### SOURCE EXTRACT

"He's just a special person": Community shows support for custodian undergoing cancer treatment
BEMIDJI, Minn. -- He goes to school every day but never plays or coaches a game. Still, he's a big part of the Bemidji Athletic Department. His real name is Eric Nelson, but in Bemidji, it's just Big E, and he's special to the kids.
"I think the biggest thing about Big E is that he's been such a role model for me," said one student.
"Even when I'm down, he will always be the one to make jokes and make you feel better," another said.
But these streets are a little more depressed -- not because of winter, but because Big E is fighting cancer.
"He said he's going in every other day and it's more for giving him an IV so he can stay hydrated. The cancer has spread. I don't think that it's an ideal situation that he's in right now," said Troy Hendrickson, former athletic director and football coach for Bemidji.
That's brought out the best in Bemidji, including visits outside his hospital.
"We had a wide range of people show their support for Big E outside his hospital window," said Kirsten McRae, Bemidji's Athletic Director. "I mean, you had little kids, we had pets, we had families, graduates from the past, community members."
See up here, if a coach was wondering about a student athlete's mindset, they could ask Big E.
"Ask Big E a question about a student, like, 'hey E, what's going on with Joe,' and he would likely have the answer. 'Hey, he's going through this situation or that situation, something going on at home.' But I would go to the custodian to figure that out," said Hendrickson.

### ASSIGNMENT
Write out the part of the article about Big E between "That's brought out" and "could ask Big E.", inclusive.

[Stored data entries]
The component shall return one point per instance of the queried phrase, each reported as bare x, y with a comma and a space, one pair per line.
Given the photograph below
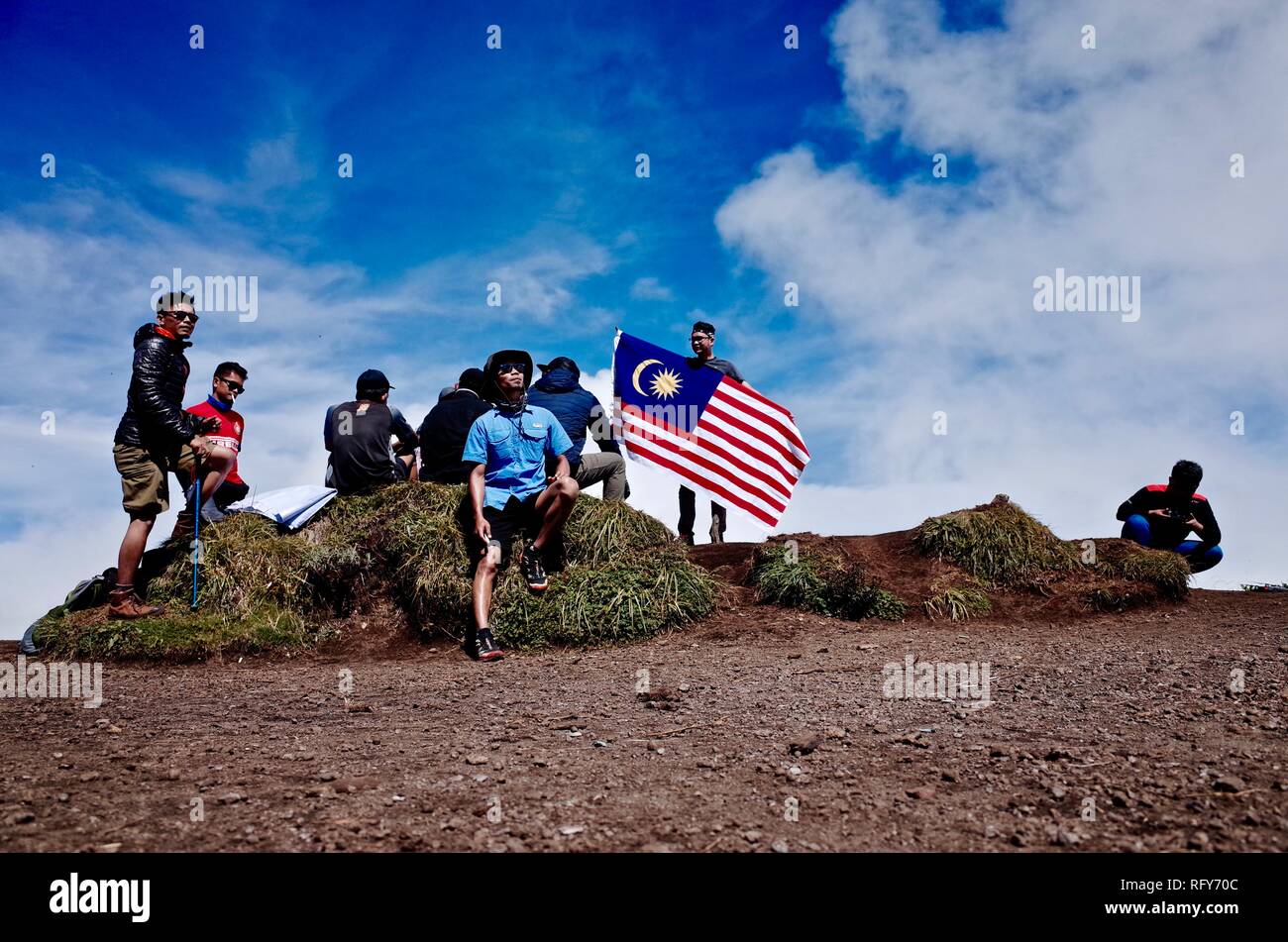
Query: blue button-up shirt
513, 448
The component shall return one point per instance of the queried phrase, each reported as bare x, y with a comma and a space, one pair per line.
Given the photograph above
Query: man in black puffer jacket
158, 437
559, 390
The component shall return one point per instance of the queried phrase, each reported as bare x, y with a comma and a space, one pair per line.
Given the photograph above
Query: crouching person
1162, 515
510, 493
155, 438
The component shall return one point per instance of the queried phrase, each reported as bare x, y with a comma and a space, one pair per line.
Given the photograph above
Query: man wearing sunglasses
228, 382
151, 439
509, 489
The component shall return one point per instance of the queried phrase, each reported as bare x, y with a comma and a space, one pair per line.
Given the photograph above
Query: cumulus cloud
651, 289
1113, 161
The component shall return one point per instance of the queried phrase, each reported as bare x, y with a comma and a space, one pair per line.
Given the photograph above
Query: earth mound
992, 559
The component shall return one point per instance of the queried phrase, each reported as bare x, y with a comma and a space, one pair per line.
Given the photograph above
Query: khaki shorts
145, 486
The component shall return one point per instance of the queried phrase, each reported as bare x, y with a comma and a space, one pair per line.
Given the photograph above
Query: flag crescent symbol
635, 379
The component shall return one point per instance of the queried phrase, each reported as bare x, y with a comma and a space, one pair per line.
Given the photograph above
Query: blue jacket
575, 407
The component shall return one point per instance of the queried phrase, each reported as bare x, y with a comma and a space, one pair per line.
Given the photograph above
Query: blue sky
768, 164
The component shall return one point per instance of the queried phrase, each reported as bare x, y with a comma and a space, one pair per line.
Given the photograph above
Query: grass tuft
997, 543
805, 576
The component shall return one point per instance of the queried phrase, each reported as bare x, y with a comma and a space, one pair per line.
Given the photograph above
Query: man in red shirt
230, 382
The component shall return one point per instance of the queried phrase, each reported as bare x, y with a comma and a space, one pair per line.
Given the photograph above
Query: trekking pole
196, 525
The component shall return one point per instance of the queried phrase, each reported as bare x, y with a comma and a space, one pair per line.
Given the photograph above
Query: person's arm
1205, 525
154, 409
482, 528
1132, 504
407, 439
558, 444
599, 426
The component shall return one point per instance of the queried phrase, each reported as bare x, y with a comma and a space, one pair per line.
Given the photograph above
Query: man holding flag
696, 418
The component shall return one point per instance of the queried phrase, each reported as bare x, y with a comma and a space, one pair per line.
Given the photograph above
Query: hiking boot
533, 573
485, 648
125, 603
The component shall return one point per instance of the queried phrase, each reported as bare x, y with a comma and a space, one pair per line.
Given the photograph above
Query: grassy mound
961, 565
816, 579
999, 543
957, 601
399, 551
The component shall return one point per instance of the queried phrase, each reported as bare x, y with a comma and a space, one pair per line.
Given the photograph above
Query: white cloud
651, 289
1108, 161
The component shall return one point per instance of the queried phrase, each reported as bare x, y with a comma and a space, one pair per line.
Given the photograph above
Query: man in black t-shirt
703, 340
1162, 516
443, 433
359, 434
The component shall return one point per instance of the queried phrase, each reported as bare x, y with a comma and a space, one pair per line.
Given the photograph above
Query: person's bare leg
215, 468
132, 550
484, 576
554, 506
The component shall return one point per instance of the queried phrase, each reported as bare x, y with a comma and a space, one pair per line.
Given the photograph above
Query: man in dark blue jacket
559, 390
443, 433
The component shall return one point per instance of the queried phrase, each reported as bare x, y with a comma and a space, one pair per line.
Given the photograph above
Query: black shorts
518, 516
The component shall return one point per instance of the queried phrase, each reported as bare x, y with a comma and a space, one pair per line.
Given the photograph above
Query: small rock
805, 747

### SOLVED EXERCISE
That's brought out the best in Bemidji, including visits outside his hospital.
"We had a wide range of people show their support for Big E outside his hospital window," said Kirsten McRae, Bemidji's Athletic Director. "I mean, you had little kids, we had pets, we had families, graduates from the past, community members."
See up here, if a coach was wondering about a student athlete's mindset, they could ask Big E.